-------- Texte présenté

Distorsion. Calassou Eric on VisualHunt, CC BY-NC-ND

Cet article est publié dans le cadre de la Conférence FNEGE-PWC « Les organisations demain – Transformation du monde ancien ou irruption du monde nouveau » dont The Conversation est partenaire.


L’intrapreneuriat relève de la prise d’initiative de collaborateurs internes qui explorent des idées nouvelles d’activité. Ce sont des entrepreneurs internes. L’observation attentive de ces pratiques intrapreneuriales permet de constater que pour permettre à leurs initiatives de prendre forme au sein de leur organisation, les intrapreneurs sont condamnés à distordre les règles en vigueur. Faute de quoi l’initiative est étouffée par la prescription des tâches, par les règles, par le management.

Utiliser au mieux les initiatives « déviantes » régénératrices

D’où un paradoxe : si l’entreprise est friande d’initiatives régénératrices, elle doit pour cela tolérer des comportements déviants en son sein. Comment réconcilier la posture managériale de prescription des tâches et de contrôle, donc de gardien de la règle, avec une autre posture, celle de la tolérance ou même de la bienveillance, plus ou moins complice, face à la distorsion qui permet la régénération ?

Modélisons cette question. Résumons l’organisation en trois niveaux, incarnés par 3 acteurs :

(1) le collaborateur, intrapreneur en puissance,

(2) son manager et, au-dessus,

(3) le leader.

Résumons également le processus intrapreneurial en trois phases :

1 - l’idéation (génération ou repérage d’une idée d’où qu’elle vienne)

2 - la pré-exploration de l’idée pour la documenter et la vendre au management

3 - la phase de gestion de projet, une fois le projet validé et financé.

Leader-manager-collaborateur et idéation-pré-exploration-gestion de projet. Avec ça, nous avons de quoi raisonner.

Sept étapes pour un management de contrôle et de mobilisation

Ce modèle descriptif est en 7 points. Il résulte d’observations de terrain conduites avec des thésards à Centrale puis au Cnam, comme dans des missions de conseil en entreprise.

1 – Le management définit et assigne les tâches opérationnelles. Il peut aussi définir des projets d’innovation. Mais le management ne peut générer ni capter toutes les idées nouvelles : quand une idée innovante est générée ou captée par un collaborateur (idéation), il faut aussi de la pré-exploration pour espérer vendre l’idée aux étages supérieurs (manager et leader). Le modèle managérial historique, celui de la prescription des tâches et du contrôle, est tout simplement inadapté et contreproductif pour l’intrapreneuriat.

----------------
-------- Entrées fournies

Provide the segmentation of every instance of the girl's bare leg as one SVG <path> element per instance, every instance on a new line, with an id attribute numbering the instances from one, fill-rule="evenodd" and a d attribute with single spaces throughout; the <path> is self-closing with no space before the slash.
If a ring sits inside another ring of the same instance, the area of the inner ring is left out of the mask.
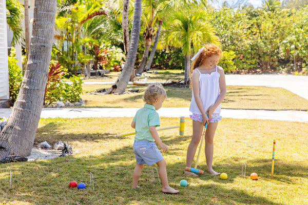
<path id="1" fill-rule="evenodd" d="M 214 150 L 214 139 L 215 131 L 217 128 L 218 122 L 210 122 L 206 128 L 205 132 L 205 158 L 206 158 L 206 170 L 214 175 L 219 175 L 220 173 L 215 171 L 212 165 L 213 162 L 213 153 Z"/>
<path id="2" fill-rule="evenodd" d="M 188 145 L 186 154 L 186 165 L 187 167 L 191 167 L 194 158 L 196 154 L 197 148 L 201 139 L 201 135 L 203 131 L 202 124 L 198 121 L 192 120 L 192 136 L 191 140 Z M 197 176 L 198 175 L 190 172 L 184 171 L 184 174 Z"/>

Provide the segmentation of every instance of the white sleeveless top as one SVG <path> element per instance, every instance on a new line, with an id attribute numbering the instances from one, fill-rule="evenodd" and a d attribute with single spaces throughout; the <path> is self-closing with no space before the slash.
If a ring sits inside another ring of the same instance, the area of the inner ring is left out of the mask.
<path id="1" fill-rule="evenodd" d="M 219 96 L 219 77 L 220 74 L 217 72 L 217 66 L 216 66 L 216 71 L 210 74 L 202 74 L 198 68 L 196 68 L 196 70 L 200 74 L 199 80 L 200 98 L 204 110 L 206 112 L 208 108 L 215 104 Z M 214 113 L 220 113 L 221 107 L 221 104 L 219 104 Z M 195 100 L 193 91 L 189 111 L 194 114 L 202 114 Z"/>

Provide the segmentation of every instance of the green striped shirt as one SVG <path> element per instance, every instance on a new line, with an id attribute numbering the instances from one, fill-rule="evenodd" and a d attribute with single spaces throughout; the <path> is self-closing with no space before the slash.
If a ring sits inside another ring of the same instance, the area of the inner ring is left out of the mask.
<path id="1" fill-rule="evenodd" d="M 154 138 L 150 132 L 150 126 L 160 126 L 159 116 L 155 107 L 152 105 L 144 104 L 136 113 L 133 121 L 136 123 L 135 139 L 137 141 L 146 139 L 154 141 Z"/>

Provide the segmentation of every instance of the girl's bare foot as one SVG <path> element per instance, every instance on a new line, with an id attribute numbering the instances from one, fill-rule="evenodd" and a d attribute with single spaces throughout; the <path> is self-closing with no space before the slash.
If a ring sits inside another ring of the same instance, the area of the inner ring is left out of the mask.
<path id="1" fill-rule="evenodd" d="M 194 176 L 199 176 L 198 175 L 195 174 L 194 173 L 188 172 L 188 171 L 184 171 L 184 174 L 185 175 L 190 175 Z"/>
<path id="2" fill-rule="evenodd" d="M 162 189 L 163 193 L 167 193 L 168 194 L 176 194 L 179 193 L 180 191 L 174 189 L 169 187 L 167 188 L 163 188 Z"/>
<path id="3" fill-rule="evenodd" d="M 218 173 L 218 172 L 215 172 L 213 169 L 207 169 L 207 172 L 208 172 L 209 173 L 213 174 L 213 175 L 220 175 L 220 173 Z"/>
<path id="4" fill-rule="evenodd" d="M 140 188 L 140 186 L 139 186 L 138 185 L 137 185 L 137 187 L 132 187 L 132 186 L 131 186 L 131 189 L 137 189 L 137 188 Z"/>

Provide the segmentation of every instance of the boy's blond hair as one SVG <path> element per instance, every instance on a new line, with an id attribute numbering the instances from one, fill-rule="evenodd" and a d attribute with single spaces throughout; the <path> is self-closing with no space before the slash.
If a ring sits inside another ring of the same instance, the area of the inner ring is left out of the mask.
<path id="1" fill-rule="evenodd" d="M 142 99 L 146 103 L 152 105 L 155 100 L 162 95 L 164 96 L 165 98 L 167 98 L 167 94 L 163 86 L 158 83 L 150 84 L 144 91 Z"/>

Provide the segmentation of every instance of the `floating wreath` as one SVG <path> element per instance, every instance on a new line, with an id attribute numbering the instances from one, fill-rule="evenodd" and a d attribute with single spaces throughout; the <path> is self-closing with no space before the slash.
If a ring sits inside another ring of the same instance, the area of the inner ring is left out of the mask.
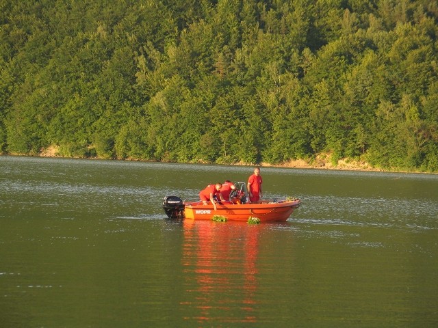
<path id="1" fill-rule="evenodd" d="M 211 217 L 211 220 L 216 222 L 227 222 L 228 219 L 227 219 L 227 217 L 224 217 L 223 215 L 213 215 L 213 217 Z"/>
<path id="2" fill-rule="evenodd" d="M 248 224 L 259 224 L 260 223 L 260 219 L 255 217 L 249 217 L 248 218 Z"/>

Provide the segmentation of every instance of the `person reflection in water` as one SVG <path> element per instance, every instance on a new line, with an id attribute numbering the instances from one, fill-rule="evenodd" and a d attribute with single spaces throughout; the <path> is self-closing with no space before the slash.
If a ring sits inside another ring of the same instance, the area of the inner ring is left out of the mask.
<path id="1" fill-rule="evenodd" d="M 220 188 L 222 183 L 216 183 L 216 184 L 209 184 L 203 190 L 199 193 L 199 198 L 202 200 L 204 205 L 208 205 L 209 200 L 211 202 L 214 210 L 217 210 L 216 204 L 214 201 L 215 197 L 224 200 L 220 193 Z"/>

----------------

> **Consignes**
**a)** Reproduisez fidèlement le passage de l'article sur l'intrapreneuriat qui commence par « Leader-manager-collaborateur et idéation-pré-exploration-gestion » et se poursuit jusqu'à « contreproductif pour l’intrapreneuriat. ».
**b)** Poursuivez la rédaction de l'article sur l'intrapreneuriat à partir de sa dernière phrase.
Les entrées ne jouent aucun rôle dans ce travail.

> **Réponses attendues**
**a)**
Leader-manager-collaborateur et idéation-pré-exploration-gestion de projet. Avec ça, nous avons de quoi raisonner.

Sept étapes pour un management de contrôle et de mobilisation

Ce modèle descriptif est en 7 points. Il résulte d’observations de terrain conduites avec des thésards à Centrale puis au Cnam, comme dans des missions de conseil en entreprise.

1 – Le management définit et assigne les tâches opérationnelles. Il peut aussi définir des projets d’innovation. Mais le management ne peut générer ni capter toutes les idées nouvelles : quand une idée innovante est générée ou captée par un collaborateur (idéation), il faut aussi de la pré-exploration pour espérer vendre l’idée aux étages supérieurs (manager et leader). Le modèle managérial historique, celui de la prescription des tâches et du contrôle, est tout simplement inadapté et contreproductif pour l’intrapreneuriat.

**b)**
2 – Sans soutien initial du management, le collaborateur-intrapreneur n’a d’autre choix que l’auto-saisine de son idée, pour s’auto-prescrire la mission de la pré-explorer, en s’auto-octroyant du temps pour ça, et en embarquant au passage du temps de collègues pour aider dans l’initiative, construisant ainsi une coalition.

L’idée d’empowerment est supposée permettre des initiatives, mais pas au point d’autoriser la formation d’une coalition autoproclamée pour conduire la phase 2 de pré-exploration de l’idée.

3 – Le collaborateur qui agit ainsi sans soutien managérial, y compris hors les règles, mais avec intégrité, devient un intrapreneur auto-désigné, informel, leader de la coalition qu’il échafaude chemin faisant, mais sans ressources, ni pouvoir, ni légitimité pour le faire.

Dans ce contexte, la théorie Y ou l’école des relations humaines sont dépassées. Il y faut du pouvoir co-actif, au sens de Mary Parker Follet, c’est à dire un partage tacite de pouvoir entre le manager bienveillant qui tire sa légitimité de la hiérarchie et l’intrapreneur émergent qui n’a d’autre légitimité que son amorce de coalition, sa bonne volonté et sa bonne foi pour contribuer à régénérer les activités de l’organisation avec son initiative.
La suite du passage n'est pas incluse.